=== STATED EXERCISE ===
Transcribe each record exactly. Include every one.

=== STORED RECORDS ===
-.-.-

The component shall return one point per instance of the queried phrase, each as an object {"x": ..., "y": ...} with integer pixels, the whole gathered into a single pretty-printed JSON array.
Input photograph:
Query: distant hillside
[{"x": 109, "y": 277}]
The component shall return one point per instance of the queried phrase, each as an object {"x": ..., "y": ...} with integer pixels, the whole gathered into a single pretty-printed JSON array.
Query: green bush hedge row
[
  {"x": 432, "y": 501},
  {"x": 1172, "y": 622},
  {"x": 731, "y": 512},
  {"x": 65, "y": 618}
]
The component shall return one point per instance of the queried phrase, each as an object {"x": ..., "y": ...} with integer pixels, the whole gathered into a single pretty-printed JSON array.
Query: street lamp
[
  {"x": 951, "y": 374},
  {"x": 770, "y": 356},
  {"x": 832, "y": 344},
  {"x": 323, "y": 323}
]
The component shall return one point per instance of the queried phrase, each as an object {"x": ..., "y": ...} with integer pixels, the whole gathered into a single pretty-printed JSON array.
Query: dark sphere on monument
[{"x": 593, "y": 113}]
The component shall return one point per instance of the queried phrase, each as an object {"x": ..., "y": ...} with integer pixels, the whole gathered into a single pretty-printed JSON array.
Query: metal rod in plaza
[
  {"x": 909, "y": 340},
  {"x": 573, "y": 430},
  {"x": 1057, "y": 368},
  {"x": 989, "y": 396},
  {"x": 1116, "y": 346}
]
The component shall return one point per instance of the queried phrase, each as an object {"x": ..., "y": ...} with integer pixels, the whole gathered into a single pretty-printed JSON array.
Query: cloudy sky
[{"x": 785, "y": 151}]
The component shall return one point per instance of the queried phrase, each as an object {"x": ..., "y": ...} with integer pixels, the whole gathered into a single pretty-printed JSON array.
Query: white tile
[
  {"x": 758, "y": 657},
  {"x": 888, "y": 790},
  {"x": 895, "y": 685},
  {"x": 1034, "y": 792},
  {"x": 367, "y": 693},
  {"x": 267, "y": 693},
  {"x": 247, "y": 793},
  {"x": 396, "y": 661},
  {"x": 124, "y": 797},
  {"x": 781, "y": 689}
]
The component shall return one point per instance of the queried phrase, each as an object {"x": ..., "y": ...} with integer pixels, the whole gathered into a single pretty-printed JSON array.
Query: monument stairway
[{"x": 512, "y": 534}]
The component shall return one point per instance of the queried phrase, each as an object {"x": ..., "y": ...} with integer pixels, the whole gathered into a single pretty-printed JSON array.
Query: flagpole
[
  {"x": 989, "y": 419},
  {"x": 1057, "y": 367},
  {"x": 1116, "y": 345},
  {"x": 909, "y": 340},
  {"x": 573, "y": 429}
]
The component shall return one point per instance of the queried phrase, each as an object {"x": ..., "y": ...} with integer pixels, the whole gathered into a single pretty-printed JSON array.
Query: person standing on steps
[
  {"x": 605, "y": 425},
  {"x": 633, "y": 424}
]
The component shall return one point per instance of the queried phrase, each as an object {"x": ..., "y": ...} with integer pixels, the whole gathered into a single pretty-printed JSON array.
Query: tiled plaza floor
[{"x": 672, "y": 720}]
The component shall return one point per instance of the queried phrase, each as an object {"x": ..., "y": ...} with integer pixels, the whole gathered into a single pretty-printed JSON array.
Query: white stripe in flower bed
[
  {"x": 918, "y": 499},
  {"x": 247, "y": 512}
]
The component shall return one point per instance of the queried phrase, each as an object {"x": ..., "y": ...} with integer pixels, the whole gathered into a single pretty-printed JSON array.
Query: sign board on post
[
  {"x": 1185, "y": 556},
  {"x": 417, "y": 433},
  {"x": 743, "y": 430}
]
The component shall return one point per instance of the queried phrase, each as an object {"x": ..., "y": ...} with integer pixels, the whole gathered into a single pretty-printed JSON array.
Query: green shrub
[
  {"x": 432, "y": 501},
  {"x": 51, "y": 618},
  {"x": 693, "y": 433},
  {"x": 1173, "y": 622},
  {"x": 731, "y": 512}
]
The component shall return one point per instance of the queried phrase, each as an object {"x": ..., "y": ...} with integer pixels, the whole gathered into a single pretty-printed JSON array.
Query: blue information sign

-.-.-

=== PROBLEM SOLUTION ===
The component shall return one point per instance of the queried phrase, each as an object {"x": ..., "y": ...} with integer pixels, the whole gathered into a single pretty-printed JSON array.
Input photograph:
Query: distant hillside
[{"x": 109, "y": 277}]
The component shall return one point per instance of the queried phrase, each as an object {"x": ..., "y": ...} with integer pixels, the whole gathered into a single pretty-printed JSON array.
Query: green bush hedge row
[
  {"x": 432, "y": 501},
  {"x": 1172, "y": 622},
  {"x": 731, "y": 512},
  {"x": 65, "y": 618}
]
The component shall return one point per instance of the queried phrase, each as an object {"x": ..., "y": ...} with integer pixels, the whole gathered into a single pretty-printed JSON array.
Query: street lamp
[
  {"x": 951, "y": 374},
  {"x": 770, "y": 356},
  {"x": 832, "y": 344},
  {"x": 323, "y": 323}
]
The component shall return one point per instance of the queried phrase, each as an object {"x": ..., "y": ...} with integer pixels, the whole gathered into a single pretty-printed JSON array.
Query: dark sphere on monument
[{"x": 593, "y": 113}]
The component shall return one point per instance of the queried phrase, each as an object {"x": ..., "y": ...} with integer pixels, the whole gathered into a single pretty-printed JSON array.
Query: metal rod in plaza
[
  {"x": 909, "y": 340},
  {"x": 573, "y": 430},
  {"x": 1057, "y": 368},
  {"x": 989, "y": 396},
  {"x": 1116, "y": 346}
]
The component shall return one point per instance of the queried phrase, each as an object {"x": ..., "y": ...} with integer pixels, the whole gathered into a single pretty-printed JSON array.
Query: cloudy sky
[{"x": 785, "y": 151}]
The component shall return one point per instance of the queried phrase, each as an object {"x": ..., "y": ...} with integer pixels, the whole gathered into a single pretty-printed JSON array.
Query: white tile
[
  {"x": 758, "y": 657},
  {"x": 888, "y": 790},
  {"x": 895, "y": 685},
  {"x": 1034, "y": 792},
  {"x": 367, "y": 693},
  {"x": 267, "y": 693},
  {"x": 247, "y": 793},
  {"x": 396, "y": 661},
  {"x": 124, "y": 797},
  {"x": 781, "y": 689}
]
The component shall return one point per instance of the queried phrase, each as an object {"x": ..., "y": ...} with integer pixels, the whole gathered into a single pretty-printed JSON array.
Query: monument stairway
[{"x": 512, "y": 534}]
The component shall return one point per instance of the queried phrase, each as an object {"x": ..., "y": ...} with integer pixels, the whole gathered into a single pretty-printed JSON array.
Query: flagpole
[
  {"x": 989, "y": 419},
  {"x": 1057, "y": 367},
  {"x": 1116, "y": 345},
  {"x": 909, "y": 340},
  {"x": 573, "y": 429}
]
The component shall return one point per instance of the queried phrase, each as an object {"x": ..., "y": ...} with integer pixels, the whole gathered into a single pretty-printed JSON array.
Query: person standing on steps
[
  {"x": 605, "y": 425},
  {"x": 633, "y": 424}
]
The component shall return one point per instance of the queried phrase, each as an object {"x": ..., "y": ...} with integer pixels, the whole gathered into a single pretty-printed JSON array.
Query: tiled plaza floor
[{"x": 672, "y": 720}]
The component shall return one point per instance of the queried phrase, each as an object {"x": ..., "y": ...} with integer pixels, the whole gathered into a single pretty-printed JSON array.
Query: white stripe in flower bed
[
  {"x": 918, "y": 499},
  {"x": 247, "y": 512}
]
The component shall return one point per instance of the queried phrase, each as an object {"x": ..., "y": ...} with integer pixels, the whole gathered into a single pretty-printed JSON array.
Query: sign board on post
[
  {"x": 1185, "y": 556},
  {"x": 417, "y": 433},
  {"x": 743, "y": 430}
]
The component shall return one point per instance of the queried phrase, each as an object {"x": ..., "y": ...} with integer pixels, the whole gathered into a single pretty-printed JSON array.
Query: green shrub
[
  {"x": 432, "y": 501},
  {"x": 51, "y": 618},
  {"x": 693, "y": 433},
  {"x": 1173, "y": 622},
  {"x": 731, "y": 512}
]
The component shall return one point per instance of the queried phrase, each as an object {"x": ..., "y": ...} with integer pixels, the whole gathered into a single pretty-printed JSON array.
Query: blue information sign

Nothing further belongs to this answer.